Lines from the one containing "the corn stalk" through the last line of the data below are to be returned exactly; leave out the rest.

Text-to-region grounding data
--------------------------------------------------
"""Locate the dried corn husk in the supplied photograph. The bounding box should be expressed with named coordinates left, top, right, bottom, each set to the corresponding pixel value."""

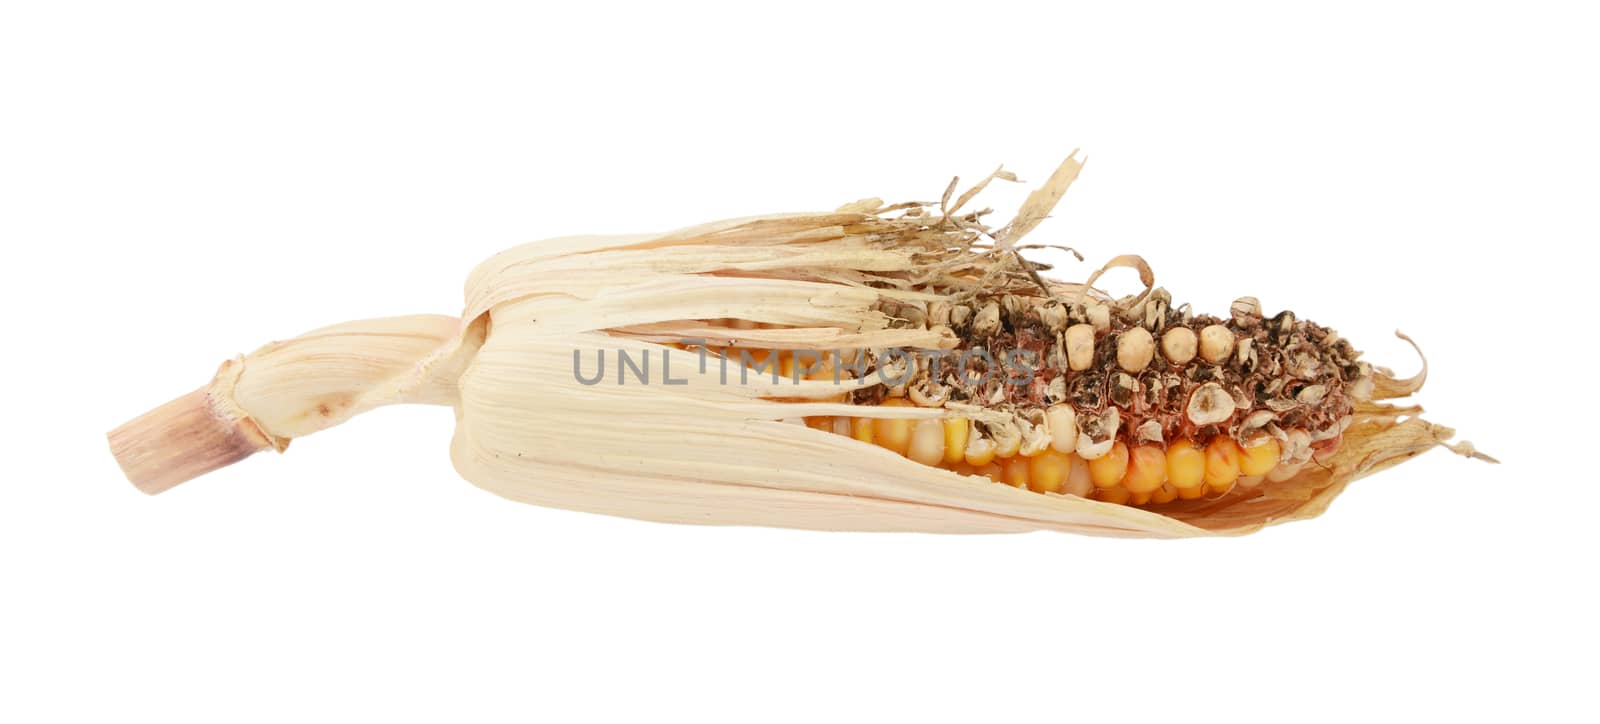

left=109, top=155, right=1484, bottom=537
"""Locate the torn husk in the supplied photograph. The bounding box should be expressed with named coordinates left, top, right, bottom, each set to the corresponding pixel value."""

left=108, top=154, right=1488, bottom=537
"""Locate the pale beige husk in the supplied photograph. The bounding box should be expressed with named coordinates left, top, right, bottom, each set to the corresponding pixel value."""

left=110, top=156, right=1476, bottom=537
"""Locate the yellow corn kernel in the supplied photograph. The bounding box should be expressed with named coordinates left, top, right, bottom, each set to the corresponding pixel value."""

left=1239, top=438, right=1281, bottom=477
left=742, top=348, right=772, bottom=368
left=1177, top=483, right=1208, bottom=500
left=907, top=419, right=946, bottom=466
left=942, top=418, right=970, bottom=465
left=1123, top=444, right=1168, bottom=494
left=872, top=399, right=914, bottom=455
left=1150, top=483, right=1179, bottom=505
left=1093, top=485, right=1131, bottom=505
left=974, top=462, right=1003, bottom=483
left=1001, top=457, right=1030, bottom=488
left=964, top=435, right=997, bottom=467
left=1129, top=490, right=1152, bottom=506
left=803, top=416, right=832, bottom=431
left=805, top=351, right=835, bottom=381
left=1064, top=455, right=1093, bottom=497
left=1236, top=474, right=1265, bottom=489
left=1027, top=449, right=1071, bottom=494
left=850, top=416, right=874, bottom=444
left=1088, top=440, right=1130, bottom=488
left=1203, top=436, right=1242, bottom=487
left=778, top=352, right=797, bottom=380
left=1165, top=438, right=1205, bottom=490
left=1207, top=479, right=1235, bottom=495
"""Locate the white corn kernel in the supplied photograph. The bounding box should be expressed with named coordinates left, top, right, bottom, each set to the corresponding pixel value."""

left=1198, top=324, right=1234, bottom=364
left=1161, top=327, right=1197, bottom=365
left=1065, top=324, right=1096, bottom=371
left=1045, top=405, right=1078, bottom=454
left=1117, top=327, right=1155, bottom=373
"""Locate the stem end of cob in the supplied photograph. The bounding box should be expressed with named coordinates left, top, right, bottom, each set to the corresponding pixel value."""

left=108, top=386, right=280, bottom=495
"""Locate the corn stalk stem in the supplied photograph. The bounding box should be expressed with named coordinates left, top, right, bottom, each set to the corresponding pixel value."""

left=107, top=313, right=474, bottom=494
--------------------------------------------------
• THE COMPLETED TASK
"""Locate the corn stalk stem in the supplied photograph. The bounding box should be expressed with named coordinates left, top, right, bottom, each set to the corresponding pixel value."""

left=107, top=313, right=474, bottom=494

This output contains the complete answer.